[ACTIVITY LIST]
A – List the special sciences that the text on Aristotle's Posterior Analytics gives as examples.
B – Copy word for word the passage of the text on Aristotle's Posterior Analytics that begins with the words containing "Since the commentary" and ends with "of the system.".

[TEXT UNDER STUDY]
^^^^
Aristotle's Posterior Analytics: Euclidean Axiomatic Sciences or Husserlian Regional Ontologies?
(History of Philosophy, English)

Since the commentary of Philoponus, Aristotle's Posterior Analytics (APo) has been interpreted as an account and defence of axiomatic sciences, most notably Euclid's axiomatization of geometry. This is still a popular interpretation (cf. Scholz 1930; Betti & Jong 2010). I argue that Aristotle's APo is not best interpreted as defending Euclidean axiomatic sciences. Rather, it is closer to Husserlian regional/material ontologies.
While the two interpretations are similar, they also differ on some important issues. Both aim at a systematization of the special sciences (e.g., geometry, algebra, biology). For both, this systematization involves a hierarchical structure. Both are (mainly) concerned with generalizations and laws, rather than particular individuals. Last, both involve deductive reasoning not only in the construction but also in the application of the system.
^^^^
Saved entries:
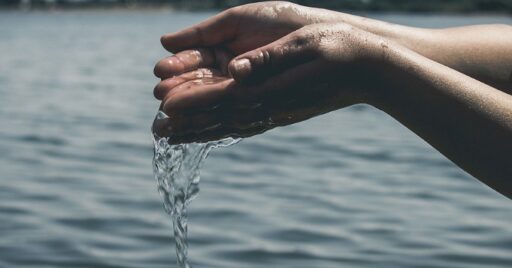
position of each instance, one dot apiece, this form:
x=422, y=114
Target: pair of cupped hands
x=258, y=66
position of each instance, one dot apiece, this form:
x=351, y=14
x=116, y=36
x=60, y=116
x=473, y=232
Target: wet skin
x=272, y=64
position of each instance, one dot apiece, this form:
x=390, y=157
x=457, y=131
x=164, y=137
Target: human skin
x=295, y=66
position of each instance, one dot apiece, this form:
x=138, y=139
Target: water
x=351, y=188
x=177, y=171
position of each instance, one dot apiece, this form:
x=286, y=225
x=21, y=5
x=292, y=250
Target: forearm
x=466, y=120
x=483, y=52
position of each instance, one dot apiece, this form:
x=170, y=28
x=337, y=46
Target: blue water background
x=352, y=188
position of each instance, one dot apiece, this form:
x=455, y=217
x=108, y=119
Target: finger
x=212, y=32
x=261, y=63
x=203, y=75
x=184, y=61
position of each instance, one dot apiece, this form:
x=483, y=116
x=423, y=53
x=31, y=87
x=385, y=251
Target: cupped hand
x=311, y=71
x=231, y=33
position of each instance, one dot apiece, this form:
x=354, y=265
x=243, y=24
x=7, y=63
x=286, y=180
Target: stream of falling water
x=177, y=169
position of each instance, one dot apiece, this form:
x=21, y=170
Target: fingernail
x=242, y=68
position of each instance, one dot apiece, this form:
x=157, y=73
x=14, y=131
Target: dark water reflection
x=349, y=189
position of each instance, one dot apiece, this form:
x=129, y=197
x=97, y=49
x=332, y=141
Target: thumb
x=264, y=62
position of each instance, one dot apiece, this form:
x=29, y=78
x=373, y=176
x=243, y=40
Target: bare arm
x=285, y=71
x=466, y=120
x=483, y=52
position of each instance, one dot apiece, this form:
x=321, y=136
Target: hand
x=232, y=32
x=314, y=70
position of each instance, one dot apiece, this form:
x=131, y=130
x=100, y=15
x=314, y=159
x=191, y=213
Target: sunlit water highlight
x=177, y=171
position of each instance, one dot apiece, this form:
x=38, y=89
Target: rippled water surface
x=349, y=189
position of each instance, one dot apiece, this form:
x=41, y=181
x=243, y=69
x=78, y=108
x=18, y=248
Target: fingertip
x=240, y=69
x=167, y=42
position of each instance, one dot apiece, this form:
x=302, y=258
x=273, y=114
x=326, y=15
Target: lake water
x=352, y=188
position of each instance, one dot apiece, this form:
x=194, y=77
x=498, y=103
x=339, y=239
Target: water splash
x=177, y=171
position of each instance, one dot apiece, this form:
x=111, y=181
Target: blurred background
x=352, y=188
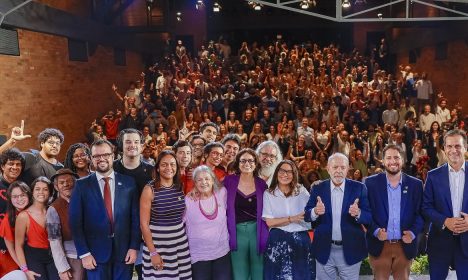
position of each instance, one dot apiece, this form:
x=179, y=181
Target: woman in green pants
x=248, y=233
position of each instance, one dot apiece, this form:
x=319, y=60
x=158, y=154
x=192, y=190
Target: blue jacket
x=437, y=206
x=353, y=233
x=410, y=211
x=90, y=225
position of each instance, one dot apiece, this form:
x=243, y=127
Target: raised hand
x=17, y=133
x=319, y=207
x=354, y=210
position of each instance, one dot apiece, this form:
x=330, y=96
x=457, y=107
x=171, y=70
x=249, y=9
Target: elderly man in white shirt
x=426, y=119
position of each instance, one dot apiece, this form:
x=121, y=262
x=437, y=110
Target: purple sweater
x=231, y=183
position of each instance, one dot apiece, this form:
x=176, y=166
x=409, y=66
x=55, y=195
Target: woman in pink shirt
x=206, y=225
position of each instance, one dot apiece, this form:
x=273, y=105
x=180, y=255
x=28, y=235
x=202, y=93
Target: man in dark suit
x=104, y=218
x=445, y=205
x=395, y=202
x=338, y=208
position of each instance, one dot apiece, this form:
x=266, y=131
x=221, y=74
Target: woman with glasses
x=78, y=159
x=248, y=232
x=207, y=232
x=214, y=154
x=288, y=254
x=19, y=197
x=162, y=206
x=31, y=239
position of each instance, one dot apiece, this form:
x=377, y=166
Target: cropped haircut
x=50, y=132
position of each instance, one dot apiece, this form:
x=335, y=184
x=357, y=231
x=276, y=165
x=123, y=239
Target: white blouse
x=277, y=205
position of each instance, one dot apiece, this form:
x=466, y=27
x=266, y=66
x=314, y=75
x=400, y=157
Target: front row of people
x=244, y=229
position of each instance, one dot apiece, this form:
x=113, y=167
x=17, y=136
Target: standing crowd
x=317, y=173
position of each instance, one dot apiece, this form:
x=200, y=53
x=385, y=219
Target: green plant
x=420, y=265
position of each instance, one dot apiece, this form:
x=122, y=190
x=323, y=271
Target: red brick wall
x=47, y=90
x=77, y=7
x=449, y=76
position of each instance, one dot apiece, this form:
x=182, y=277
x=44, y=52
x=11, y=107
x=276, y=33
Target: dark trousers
x=41, y=261
x=439, y=264
x=111, y=271
x=219, y=269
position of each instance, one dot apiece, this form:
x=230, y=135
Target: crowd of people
x=282, y=163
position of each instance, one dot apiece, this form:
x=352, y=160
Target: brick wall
x=449, y=75
x=47, y=90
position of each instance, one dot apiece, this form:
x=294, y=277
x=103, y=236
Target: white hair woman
x=288, y=254
x=206, y=224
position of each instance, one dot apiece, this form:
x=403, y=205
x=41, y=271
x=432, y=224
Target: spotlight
x=216, y=7
x=199, y=4
x=256, y=6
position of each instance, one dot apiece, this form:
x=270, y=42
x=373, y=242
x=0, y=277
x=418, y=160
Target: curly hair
x=69, y=157
x=50, y=132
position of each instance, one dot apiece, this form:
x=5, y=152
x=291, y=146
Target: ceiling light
x=216, y=7
x=199, y=4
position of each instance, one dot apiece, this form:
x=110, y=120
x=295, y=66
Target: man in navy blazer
x=104, y=218
x=338, y=208
x=395, y=202
x=445, y=205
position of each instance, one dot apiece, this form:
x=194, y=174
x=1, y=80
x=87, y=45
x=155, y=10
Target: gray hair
x=269, y=143
x=203, y=168
x=338, y=155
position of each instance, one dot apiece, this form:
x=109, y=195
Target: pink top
x=208, y=239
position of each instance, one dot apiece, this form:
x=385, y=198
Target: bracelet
x=154, y=253
x=24, y=268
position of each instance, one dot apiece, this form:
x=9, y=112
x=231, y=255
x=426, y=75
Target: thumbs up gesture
x=354, y=210
x=382, y=234
x=319, y=207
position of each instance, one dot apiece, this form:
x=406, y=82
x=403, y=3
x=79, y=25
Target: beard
x=267, y=171
x=392, y=172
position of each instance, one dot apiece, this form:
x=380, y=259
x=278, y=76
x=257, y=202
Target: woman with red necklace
x=206, y=223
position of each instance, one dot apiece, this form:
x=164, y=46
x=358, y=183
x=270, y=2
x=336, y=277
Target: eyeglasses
x=216, y=154
x=15, y=197
x=80, y=156
x=54, y=143
x=282, y=171
x=267, y=155
x=103, y=156
x=244, y=161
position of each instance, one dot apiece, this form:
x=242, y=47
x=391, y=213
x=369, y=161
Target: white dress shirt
x=277, y=205
x=101, y=182
x=457, y=185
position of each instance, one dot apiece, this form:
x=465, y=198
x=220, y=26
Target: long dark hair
x=250, y=152
x=11, y=210
x=293, y=186
x=157, y=176
x=69, y=157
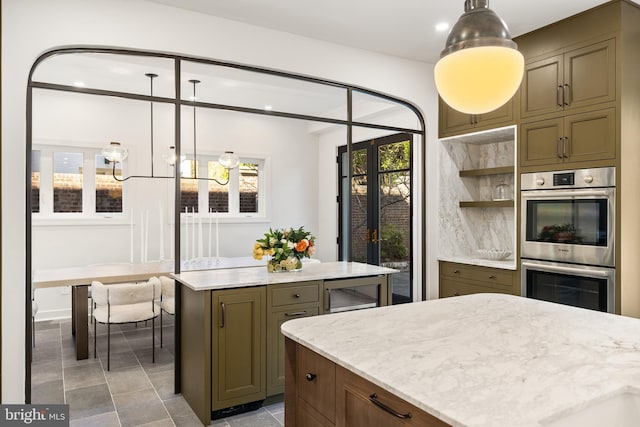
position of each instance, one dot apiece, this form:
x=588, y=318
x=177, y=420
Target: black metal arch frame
x=177, y=101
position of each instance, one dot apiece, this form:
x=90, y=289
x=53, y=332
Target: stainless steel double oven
x=568, y=237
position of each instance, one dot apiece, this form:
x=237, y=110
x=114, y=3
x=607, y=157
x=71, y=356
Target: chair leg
x=153, y=340
x=109, y=346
^^^^
[SET OF ANSWERS]
A – Geometry, algebra, biology

B –
Since the commentary of Philoponus, Aristotle's Posterior Analytics (APo) has been interpreted as an account and defence of axiomatic sciences, most notably Euclid's axiomatization of geometry. This is still a popular interpretation (cf. Scholz 1930; Betti & Jong 2010). I argue that Aristotle's APo is not best interpreted as defending Euclidean axiomatic sciences. Rather, it is closer to Husserlian regional/material ontologies.
While the two interpretations are similar, they also differ on some important issues. Both aim at a systematization of the special sciences (e.g., geometry, algebra, biology). For both, this systematization involves a hierarchical structure. Both are (mainly) concerned with generalizations and laws, rather than particular individuals. Last, both involve deductive reasoning not only in the construction but also in the application of the system.